■ DATASET RECORDS ■
►

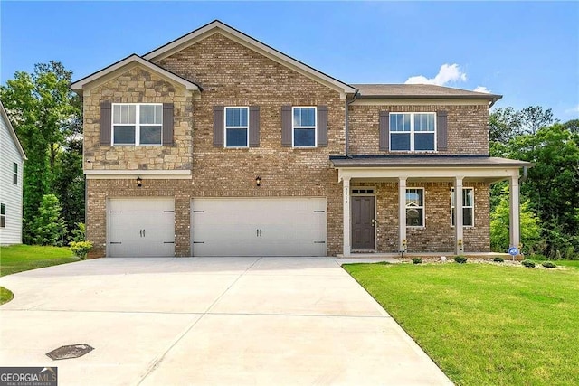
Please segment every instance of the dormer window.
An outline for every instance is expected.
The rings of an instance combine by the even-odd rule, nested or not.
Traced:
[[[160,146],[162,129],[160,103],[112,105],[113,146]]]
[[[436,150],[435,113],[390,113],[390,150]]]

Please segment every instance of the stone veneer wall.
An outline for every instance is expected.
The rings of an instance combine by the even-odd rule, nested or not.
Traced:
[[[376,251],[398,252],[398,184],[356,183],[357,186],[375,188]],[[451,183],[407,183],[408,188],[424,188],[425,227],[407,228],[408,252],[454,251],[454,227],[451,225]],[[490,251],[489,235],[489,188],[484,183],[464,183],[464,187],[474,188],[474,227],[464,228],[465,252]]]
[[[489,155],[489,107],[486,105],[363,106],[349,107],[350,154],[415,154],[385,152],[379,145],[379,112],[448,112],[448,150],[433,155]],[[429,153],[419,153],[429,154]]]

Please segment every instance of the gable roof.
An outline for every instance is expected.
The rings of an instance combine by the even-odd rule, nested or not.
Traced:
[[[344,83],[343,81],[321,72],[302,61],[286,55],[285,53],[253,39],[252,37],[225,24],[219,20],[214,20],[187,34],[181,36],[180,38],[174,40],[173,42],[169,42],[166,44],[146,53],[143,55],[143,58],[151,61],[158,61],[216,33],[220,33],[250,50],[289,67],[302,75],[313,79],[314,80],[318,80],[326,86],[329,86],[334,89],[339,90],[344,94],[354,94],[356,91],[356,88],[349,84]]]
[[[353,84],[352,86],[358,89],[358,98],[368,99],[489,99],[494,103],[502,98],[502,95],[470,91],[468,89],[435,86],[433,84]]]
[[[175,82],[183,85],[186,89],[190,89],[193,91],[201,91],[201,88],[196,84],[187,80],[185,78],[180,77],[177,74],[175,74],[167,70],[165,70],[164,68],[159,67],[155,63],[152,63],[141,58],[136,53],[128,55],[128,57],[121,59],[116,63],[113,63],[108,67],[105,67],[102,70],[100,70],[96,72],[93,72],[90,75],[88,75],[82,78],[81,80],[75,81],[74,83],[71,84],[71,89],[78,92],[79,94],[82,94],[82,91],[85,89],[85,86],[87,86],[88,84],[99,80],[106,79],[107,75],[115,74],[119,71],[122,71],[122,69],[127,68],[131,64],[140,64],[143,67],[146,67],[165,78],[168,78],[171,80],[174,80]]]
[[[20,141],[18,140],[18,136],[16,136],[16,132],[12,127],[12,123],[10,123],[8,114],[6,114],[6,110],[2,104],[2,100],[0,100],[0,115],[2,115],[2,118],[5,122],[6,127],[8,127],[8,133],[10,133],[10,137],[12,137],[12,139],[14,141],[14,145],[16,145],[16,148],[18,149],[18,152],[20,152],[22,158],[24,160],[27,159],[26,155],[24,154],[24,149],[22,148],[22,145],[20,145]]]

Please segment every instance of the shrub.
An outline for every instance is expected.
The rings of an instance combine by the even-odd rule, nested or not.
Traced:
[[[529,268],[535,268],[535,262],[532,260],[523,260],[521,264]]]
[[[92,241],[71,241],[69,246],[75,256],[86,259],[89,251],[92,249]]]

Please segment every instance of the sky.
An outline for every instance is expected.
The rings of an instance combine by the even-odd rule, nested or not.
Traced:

◄

■ WHAT TO DO ■
Starting at the beginning of the entries above and ending at the line that contains "[[[160,146],[162,129],[160,103],[112,105],[113,146]]]", arrange the lines as a numbered list without any blank lines. Leave the pictures out of your answer.

■ RESPONSE TO THE EXERCISE ■
1. Please segment every instance of the dormer window.
2. An outline for every instance is expected.
3. The rings of an instance combine by the even-odd rule, nested or not.
4. Traced:
5. [[[160,146],[162,129],[160,103],[112,105],[113,146]]]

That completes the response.